抜粋文:
喉の炎症や腫れによって、声がかすれたり、こもったりすることがあります。

・咳

喉の刺激によって乾いた咳が出ることがありますが、これは必ずしも全ての患者に見られる症状ではありません。

・耳の痛み

喉と耳は神経でつながっているため、喉の痛みが耳に放散することがあります。

・食欲不振

喉の痛みや全身の不調により、食欲が低下することがあります。

扁桃炎の改善方法

扁桃炎がウイルス性の場合、対症療法を使います。扁桃炎が細菌性の場合は主に抗菌薬を使います。喉の痛みが軽く食事ができる状態であれば、抗菌薬を使用します。しかし、食事ができない場合は、入院して抗菌薬の点滴をします。

 

扁桃炎が扁桃周囲膿瘍まで進んでしまった場合、抗菌薬を使用し、膿がたまった口蓋扁桃の周りを穿刺や切り開くことで膿を出せるように試みます。何度も扁桃炎を繰り返し起こしてしまう場合は、扁桃摘出術が最適だと言えます。

扁桃炎が疑われる場合にはすぐに耳鼻科医にいき指示に従うことが大事です。改善には抗生物質を使用することが多いです。

 

家では温かく安静にし、喉に負担のかからない喉越しのよい食事をとるようにしましょう。喉が痛くて食事がとれない場合は、入院して点滴で水分と栄養を補うことが多いです。

 

大事なことは痛みや熱が下がってもすぐに薬をやめないことです。この段階ではまだ細菌が生きています。さらに数日間薬を飲み続けないと、慢性扁桃炎や習慣性扁桃炎になってしまう危険があります。

ウイルス性扁桃炎の場合

・休養

十分な休養を取ることが重要です。体を休めることで免疫システムが感染と戦うのを助けます。

(地点位置特定データ)
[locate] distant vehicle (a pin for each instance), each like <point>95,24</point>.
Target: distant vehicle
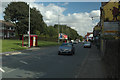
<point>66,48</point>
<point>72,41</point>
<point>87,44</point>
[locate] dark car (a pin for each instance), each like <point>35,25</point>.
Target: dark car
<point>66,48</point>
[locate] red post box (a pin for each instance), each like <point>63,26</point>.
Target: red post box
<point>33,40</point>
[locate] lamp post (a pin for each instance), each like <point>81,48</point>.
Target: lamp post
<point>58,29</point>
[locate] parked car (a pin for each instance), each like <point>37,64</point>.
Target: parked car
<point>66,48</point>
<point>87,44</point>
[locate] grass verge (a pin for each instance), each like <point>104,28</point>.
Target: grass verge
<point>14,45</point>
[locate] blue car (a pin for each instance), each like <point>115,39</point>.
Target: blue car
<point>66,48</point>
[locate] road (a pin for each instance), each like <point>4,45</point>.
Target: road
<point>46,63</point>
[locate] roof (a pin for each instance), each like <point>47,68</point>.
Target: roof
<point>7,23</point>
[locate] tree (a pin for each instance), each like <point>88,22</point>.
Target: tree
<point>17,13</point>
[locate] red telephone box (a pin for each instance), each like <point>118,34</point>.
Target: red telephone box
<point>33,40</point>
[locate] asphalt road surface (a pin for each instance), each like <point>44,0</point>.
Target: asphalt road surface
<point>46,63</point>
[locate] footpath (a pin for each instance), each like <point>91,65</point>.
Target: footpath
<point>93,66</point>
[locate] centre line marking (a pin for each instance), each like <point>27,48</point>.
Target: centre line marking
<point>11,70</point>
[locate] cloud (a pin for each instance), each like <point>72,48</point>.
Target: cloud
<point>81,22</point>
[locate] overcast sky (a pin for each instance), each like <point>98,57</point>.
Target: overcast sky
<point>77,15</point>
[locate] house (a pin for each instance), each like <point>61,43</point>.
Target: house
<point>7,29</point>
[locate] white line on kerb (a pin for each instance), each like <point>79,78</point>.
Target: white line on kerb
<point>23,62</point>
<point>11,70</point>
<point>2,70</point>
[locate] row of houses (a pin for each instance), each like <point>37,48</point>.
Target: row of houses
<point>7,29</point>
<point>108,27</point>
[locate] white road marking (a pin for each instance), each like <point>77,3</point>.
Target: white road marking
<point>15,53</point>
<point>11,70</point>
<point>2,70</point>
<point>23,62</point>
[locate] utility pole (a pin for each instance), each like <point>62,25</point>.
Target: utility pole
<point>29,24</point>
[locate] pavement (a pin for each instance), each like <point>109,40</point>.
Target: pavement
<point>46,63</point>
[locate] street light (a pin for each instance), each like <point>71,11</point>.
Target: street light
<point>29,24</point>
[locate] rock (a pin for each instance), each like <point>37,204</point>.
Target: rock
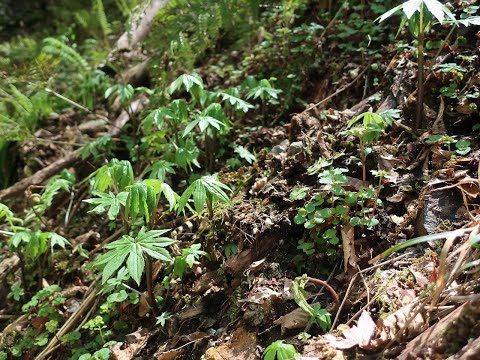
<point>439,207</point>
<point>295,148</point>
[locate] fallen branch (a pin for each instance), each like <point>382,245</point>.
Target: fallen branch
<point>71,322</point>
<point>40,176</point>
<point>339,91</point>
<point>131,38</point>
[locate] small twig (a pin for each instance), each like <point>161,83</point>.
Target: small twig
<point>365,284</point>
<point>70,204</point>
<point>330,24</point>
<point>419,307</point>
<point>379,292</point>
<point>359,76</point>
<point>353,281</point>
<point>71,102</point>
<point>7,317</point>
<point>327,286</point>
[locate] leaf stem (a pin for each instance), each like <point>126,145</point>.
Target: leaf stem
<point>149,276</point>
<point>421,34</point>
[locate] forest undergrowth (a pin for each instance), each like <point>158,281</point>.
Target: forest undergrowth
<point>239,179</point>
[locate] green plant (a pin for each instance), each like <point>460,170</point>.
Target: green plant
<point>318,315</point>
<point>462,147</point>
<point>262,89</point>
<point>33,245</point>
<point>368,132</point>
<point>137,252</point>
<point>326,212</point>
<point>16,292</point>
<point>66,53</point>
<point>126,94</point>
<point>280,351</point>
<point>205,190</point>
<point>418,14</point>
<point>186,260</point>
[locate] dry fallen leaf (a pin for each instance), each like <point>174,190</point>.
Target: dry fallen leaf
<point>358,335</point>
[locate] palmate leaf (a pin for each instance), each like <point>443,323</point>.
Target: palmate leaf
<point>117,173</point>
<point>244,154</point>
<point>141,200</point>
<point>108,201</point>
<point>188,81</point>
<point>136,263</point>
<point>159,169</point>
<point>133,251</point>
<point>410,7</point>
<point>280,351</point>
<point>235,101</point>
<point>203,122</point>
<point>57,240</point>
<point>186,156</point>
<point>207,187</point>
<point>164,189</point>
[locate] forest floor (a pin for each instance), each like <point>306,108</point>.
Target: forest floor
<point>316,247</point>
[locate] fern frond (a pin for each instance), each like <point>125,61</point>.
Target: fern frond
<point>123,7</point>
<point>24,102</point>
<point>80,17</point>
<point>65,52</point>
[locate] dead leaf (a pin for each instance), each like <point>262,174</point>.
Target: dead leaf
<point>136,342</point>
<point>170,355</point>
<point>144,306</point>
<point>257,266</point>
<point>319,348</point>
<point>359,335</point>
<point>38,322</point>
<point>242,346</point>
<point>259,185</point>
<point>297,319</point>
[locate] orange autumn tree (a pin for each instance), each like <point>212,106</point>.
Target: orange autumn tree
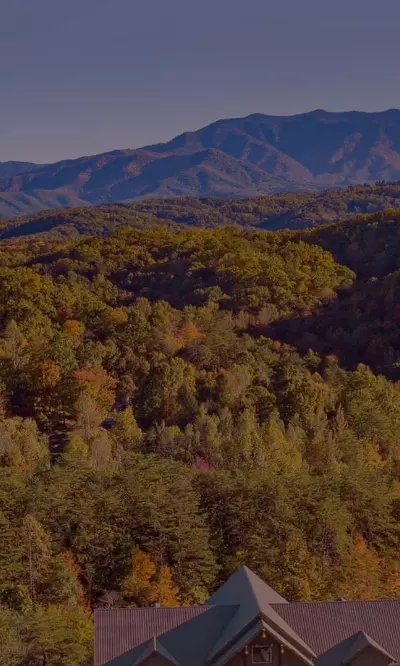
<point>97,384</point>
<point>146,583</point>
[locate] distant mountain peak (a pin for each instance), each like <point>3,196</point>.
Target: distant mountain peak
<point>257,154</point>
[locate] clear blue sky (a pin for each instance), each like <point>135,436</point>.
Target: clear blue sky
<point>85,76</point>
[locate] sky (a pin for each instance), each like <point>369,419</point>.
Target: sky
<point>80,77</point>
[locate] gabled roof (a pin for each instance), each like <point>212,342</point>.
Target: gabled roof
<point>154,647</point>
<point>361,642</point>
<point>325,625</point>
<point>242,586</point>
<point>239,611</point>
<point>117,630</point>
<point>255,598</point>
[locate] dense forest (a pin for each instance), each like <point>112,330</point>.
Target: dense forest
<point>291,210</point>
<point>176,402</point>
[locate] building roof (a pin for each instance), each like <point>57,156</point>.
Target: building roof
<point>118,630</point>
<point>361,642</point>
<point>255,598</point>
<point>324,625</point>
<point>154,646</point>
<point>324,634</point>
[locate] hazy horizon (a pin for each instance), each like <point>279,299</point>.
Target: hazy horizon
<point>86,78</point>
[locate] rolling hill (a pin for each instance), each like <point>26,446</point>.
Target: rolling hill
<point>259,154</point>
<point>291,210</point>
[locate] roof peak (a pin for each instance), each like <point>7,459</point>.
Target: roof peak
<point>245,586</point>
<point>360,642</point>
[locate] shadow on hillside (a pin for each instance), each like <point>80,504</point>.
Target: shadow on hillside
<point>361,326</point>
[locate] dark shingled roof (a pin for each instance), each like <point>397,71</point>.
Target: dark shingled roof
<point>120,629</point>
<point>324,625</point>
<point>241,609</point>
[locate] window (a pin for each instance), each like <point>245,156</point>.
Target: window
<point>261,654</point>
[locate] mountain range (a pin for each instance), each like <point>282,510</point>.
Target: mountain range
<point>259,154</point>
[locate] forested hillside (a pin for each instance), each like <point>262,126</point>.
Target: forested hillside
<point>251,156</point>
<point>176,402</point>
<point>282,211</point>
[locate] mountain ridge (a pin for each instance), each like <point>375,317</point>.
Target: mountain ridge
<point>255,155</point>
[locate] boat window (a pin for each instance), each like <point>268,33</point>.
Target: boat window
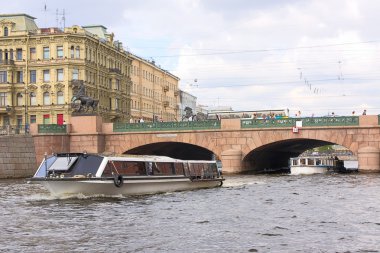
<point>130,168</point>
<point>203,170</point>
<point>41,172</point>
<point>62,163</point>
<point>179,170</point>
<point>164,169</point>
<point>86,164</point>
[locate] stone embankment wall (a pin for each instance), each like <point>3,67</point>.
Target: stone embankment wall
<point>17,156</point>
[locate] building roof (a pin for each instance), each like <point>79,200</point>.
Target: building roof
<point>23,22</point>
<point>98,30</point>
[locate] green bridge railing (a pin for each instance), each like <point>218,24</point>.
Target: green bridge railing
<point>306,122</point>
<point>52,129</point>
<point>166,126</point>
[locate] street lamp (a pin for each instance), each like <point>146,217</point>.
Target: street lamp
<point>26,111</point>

課題の要件:
[1] 扁桃炎の文章のうち、「家では温かく安静にし、喉に負」から「ムが感染と戦うのを助けます。」までをそのまま書き写してください。
[2] 扁桃炎の文章について、次の問いに答えてください。
(a) 喉の痛みが耳に放散することがあるのは、喉と耳が何でつながっているためですか。
(b) 何度も扁桃炎を繰り返し起こしてしまう場合、何が最適だとされていますか。
(c) 痛みや熱が下がった段階で、まだ何が生きているとされていますか。
[3] 扁桃炎の文章で「・」付きの見出しとして挙げられている症状をすべて書き出してください。

各課題の解答:
[1]
家では温かく安静にし、喉に負担のかからない喉越しのよい食事をとるようにしましょう。喉が痛くて食事がとれない場合は、入院して点滴で水分と栄養を補うことが多いです。

 

大事なことは痛みや熱が下がってもすぐに薬をやめないことです。この段階ではまだ細菌が生きています。さらに数日間薬を飲み続けないと、慢性扁桃炎や習慣性扁桃炎になってしまう危険があります。

ウイルス性扁桃炎の場合

・休養

十分な休養を取ることが重要です。体を休めることで免疫システムが感染と戦うのを助けます。

[2]
(a) 神経
(b) 扁桃摘出術
(c) 細菌

[3] 咳、耳の痛み、食欲不振